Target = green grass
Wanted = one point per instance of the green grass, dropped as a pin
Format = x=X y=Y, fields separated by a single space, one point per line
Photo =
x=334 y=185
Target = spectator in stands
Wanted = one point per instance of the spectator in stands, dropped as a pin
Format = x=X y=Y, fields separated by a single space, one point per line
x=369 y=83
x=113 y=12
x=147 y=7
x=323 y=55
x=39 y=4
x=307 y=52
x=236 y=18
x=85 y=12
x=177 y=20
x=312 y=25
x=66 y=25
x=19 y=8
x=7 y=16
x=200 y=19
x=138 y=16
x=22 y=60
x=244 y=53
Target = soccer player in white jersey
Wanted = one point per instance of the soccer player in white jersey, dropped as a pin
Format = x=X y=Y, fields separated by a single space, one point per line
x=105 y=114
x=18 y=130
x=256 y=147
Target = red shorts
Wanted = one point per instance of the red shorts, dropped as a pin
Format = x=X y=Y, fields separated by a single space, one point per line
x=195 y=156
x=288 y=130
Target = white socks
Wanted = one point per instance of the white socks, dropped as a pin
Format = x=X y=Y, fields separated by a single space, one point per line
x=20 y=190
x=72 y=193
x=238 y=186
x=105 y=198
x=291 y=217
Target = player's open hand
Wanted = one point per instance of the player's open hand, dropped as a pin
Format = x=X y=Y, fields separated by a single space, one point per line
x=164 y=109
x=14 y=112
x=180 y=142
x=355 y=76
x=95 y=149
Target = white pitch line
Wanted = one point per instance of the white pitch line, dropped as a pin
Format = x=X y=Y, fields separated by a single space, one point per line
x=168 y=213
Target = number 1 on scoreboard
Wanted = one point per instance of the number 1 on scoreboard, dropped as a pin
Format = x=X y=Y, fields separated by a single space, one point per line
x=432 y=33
──────────
§ **Task requirements**:
Return the records in their entirety. Keep every character as it is.

§ **Answer box**:
Target = green grass
Wanted = one point per instance of the green grass, dropped as a pin
Format = x=X y=Y, fields separated by a single space, one point per line
Photo =
x=334 y=185
Target = spectator in stands
Wanted = one point per instance of the spectator in stands, dropped as a pin
Format = x=X y=Y, fields separated by a single space, one point per line
x=369 y=83
x=113 y=12
x=147 y=7
x=323 y=55
x=39 y=4
x=307 y=52
x=236 y=18
x=85 y=12
x=177 y=20
x=312 y=25
x=66 y=25
x=19 y=8
x=7 y=16
x=200 y=19
x=138 y=16
x=22 y=60
x=244 y=53
Target = soccer player in white jersey
Wanted = one point per instance of the soccer player in white jersey, dropped as a pin
Format = x=X y=Y, fields separated by a single space, one point per line
x=105 y=114
x=18 y=130
x=256 y=147
Target = red shorts
Wanted = one point per instance of the red shorts, dropped as a pin
Format = x=X y=Y, fields separated by a single space, one point per line
x=195 y=156
x=288 y=130
Target = white socks
Wanted = one point per instance of the white socks, dropped as a pin
Format = x=X y=Y, fields separated by a single space, one point per line
x=20 y=190
x=72 y=193
x=238 y=186
x=105 y=198
x=291 y=217
Target = player's open hand
Wanted = one point per instance of the player's open hand, dropped as a pin
Format = x=X y=Y, fields separated by a single space, one point per line
x=164 y=109
x=14 y=112
x=180 y=142
x=355 y=76
x=95 y=149
Target = white pitch line
Wanted = one point per instance of the white pitch line, dropped as a pin
Format = x=X y=Y, fields separated by a single space, one point per line
x=168 y=213
Target = number 1 on scoreboard
Wanted = one point per instance of the number 1 on scoreboard, dropped as a pin
Format = x=X y=Y, fields separated by a single space, one point per line
x=432 y=33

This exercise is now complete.